* _WRITTEN REQUEST_
Quote every entry word for word.

— Begin SOURCE MATERIAL —

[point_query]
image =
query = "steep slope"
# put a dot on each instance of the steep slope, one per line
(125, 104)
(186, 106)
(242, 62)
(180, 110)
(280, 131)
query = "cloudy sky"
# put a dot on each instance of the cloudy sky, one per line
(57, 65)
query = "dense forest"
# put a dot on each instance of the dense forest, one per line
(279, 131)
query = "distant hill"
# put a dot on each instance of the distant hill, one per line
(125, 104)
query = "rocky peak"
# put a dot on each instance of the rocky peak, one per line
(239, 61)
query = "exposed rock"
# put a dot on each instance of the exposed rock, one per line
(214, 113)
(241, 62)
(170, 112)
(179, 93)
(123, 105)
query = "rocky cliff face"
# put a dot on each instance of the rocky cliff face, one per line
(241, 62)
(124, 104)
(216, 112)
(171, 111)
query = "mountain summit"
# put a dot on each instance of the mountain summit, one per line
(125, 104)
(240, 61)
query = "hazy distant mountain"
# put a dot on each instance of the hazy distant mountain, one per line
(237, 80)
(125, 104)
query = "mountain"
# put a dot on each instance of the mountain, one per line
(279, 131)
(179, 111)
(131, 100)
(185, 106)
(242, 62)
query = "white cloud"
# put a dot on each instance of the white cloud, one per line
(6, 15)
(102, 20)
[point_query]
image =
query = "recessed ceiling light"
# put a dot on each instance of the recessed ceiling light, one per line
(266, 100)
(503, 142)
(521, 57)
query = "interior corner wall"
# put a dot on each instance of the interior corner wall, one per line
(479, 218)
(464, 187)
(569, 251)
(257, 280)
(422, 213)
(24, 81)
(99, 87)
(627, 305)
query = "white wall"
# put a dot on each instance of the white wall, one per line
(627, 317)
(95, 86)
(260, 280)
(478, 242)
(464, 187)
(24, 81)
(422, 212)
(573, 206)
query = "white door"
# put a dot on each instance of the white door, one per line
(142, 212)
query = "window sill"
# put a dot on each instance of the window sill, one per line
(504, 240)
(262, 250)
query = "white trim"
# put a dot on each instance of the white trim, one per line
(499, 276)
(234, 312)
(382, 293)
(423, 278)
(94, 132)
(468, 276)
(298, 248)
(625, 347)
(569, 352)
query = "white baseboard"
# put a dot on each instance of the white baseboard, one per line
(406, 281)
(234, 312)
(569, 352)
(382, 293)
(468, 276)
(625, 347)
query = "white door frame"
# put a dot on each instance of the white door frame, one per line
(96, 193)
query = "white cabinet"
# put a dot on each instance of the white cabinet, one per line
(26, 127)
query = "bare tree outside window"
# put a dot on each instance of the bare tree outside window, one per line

— End SOURCE MATERIAL —

* _REPLY TO THE EXERCISE_
[point_query]
image =
query = "steep slope"
# put a dot on each instance of the steep slope, one per line
(125, 104)
(186, 106)
(242, 62)
(180, 110)
(280, 131)
query = "cloudy sky"
# put a dot on each instance of the cloudy sky, one per line
(57, 65)
query = "dense forest"
# put a dot on each instance of the dense forest, one per line
(279, 131)
query = "distant hill"
# put a dot on each instance of the distant hill, one per line
(125, 104)
query = "rocky peak"
# put a dot on each instance of the rocky peak, one per line
(239, 61)
query = "exposed rock"
# put a dot on each instance of the exposed rock, one per line
(214, 113)
(241, 62)
(170, 112)
(179, 93)
(123, 105)
query = "rocky cliff face"
# put a dot on each instance of the rocky cliff face, one per line
(241, 62)
(124, 104)
(216, 112)
(171, 111)
query = "mountain summit"
# put a dot on each instance of the mountain summit, one per line
(125, 104)
(240, 61)
query = "hazy distant mountain"
# put a dot on each instance of the hazy distant mountain, one per line
(237, 80)
(125, 104)
query = "mountain"
# put a dot on each instance of the mountain, one per line
(279, 131)
(179, 111)
(131, 100)
(185, 106)
(242, 62)
query = "white cloud"
# put a dot on each instance of the white cloud, one per line
(6, 15)
(102, 20)
[point_query]
image =
query = "recessed ceiling light"
# put a dot on each instance of the recessed ceiling light, one per line
(266, 100)
(503, 142)
(521, 57)
query = "interior corner wall"
# put a dot on each instance of the interior corner wall, one per line
(479, 218)
(464, 187)
(569, 251)
(257, 280)
(422, 213)
(24, 81)
(99, 87)
(627, 305)
query = "white wall"
# put a dot on each instance of the white wall, one per line
(627, 317)
(95, 86)
(260, 280)
(478, 242)
(464, 187)
(24, 81)
(422, 212)
(573, 206)
query = "white door"
# put a dot on each instance of the white door, one per line
(142, 212)
query = "window sill"
# put a dot on each instance of the window sill, one per line
(504, 240)
(262, 250)
query = "white trim"
# put a dot on each instance of the white trim, one per line
(499, 276)
(234, 312)
(382, 293)
(423, 278)
(94, 132)
(468, 276)
(298, 248)
(625, 347)
(569, 352)
query = "white baseboard"
# put a dot on each instance of the white baseboard, one per line
(406, 281)
(234, 312)
(569, 352)
(382, 293)
(468, 276)
(625, 347)
query = "white door frame"
# put a dot on each instance of the white door frame, one per line
(96, 193)
query = "white cabinet"
# put a dot on each instance of the white cabinet, one per line
(26, 127)
query = "bare tree outside window"
# put a dot on each instance of the bare tree outside window, one per line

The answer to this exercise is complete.